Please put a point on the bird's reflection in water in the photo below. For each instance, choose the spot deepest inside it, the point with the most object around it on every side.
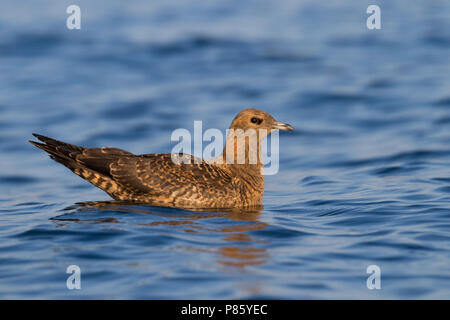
(239, 248)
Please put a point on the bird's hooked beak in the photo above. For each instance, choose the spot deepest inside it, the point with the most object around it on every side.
(282, 126)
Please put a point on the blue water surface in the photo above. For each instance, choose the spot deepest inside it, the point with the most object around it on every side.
(363, 180)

========

WORK TO DO: Extract the closing run of lines, starting with the one containing "Please put a point on the bird's hooked" and ending at the last, exactly as written.

EXERCISE RESPONSE:
Please put a point on the bird's hooked beak in the photo above. For each instance, choose the spot deepest inside it, the point with the most object around it on every side.
(282, 126)
Please put a point on the blue water surface in the photo above. For each instance, choose the spot deepest inside it, the point with the most object around it on every side.
(363, 180)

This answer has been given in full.